■ What you have to do
Please edit the records below by replacing "indicate" with "mark" everywhere it appears, leaving every other part unchanged.

::: Data lines

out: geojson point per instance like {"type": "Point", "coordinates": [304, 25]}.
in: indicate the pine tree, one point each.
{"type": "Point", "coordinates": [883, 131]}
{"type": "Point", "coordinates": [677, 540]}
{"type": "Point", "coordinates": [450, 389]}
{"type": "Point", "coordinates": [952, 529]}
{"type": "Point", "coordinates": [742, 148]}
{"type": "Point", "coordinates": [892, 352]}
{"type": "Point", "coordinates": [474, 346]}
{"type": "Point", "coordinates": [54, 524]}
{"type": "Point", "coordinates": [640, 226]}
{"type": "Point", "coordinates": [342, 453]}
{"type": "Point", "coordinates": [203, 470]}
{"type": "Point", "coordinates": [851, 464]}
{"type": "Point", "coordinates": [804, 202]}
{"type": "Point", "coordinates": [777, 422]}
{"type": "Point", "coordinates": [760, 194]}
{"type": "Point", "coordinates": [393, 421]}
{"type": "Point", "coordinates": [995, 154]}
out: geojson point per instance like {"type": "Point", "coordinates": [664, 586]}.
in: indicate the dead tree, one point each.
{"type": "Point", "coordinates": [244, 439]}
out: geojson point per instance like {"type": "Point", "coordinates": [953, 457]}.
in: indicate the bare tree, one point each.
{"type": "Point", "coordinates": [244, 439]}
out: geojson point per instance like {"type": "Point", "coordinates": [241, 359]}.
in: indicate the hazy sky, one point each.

::::::

■ Completed exercise
out: geojson point per instance like {"type": "Point", "coordinates": [304, 25]}.
in: mark the pine tree, one point each.
{"type": "Point", "coordinates": [883, 131]}
{"type": "Point", "coordinates": [677, 540]}
{"type": "Point", "coordinates": [450, 389]}
{"type": "Point", "coordinates": [952, 529]}
{"type": "Point", "coordinates": [742, 148]}
{"type": "Point", "coordinates": [892, 352]}
{"type": "Point", "coordinates": [474, 346]}
{"type": "Point", "coordinates": [54, 524]}
{"type": "Point", "coordinates": [640, 226]}
{"type": "Point", "coordinates": [342, 453]}
{"type": "Point", "coordinates": [203, 470]}
{"type": "Point", "coordinates": [851, 464]}
{"type": "Point", "coordinates": [804, 202]}
{"type": "Point", "coordinates": [777, 422]}
{"type": "Point", "coordinates": [760, 194]}
{"type": "Point", "coordinates": [393, 421]}
{"type": "Point", "coordinates": [995, 154]}
out: geojson point per instance like {"type": "Point", "coordinates": [664, 586]}.
in: mark the dead tree, one point each.
{"type": "Point", "coordinates": [244, 439]}
out: geojson point per instance like {"type": "Point", "coordinates": [953, 457]}.
in: mark the bare tree, one point each.
{"type": "Point", "coordinates": [244, 439]}
out: geojson point per instance like {"type": "Point", "coordinates": [241, 359]}.
in: mark the hazy sky, one point each.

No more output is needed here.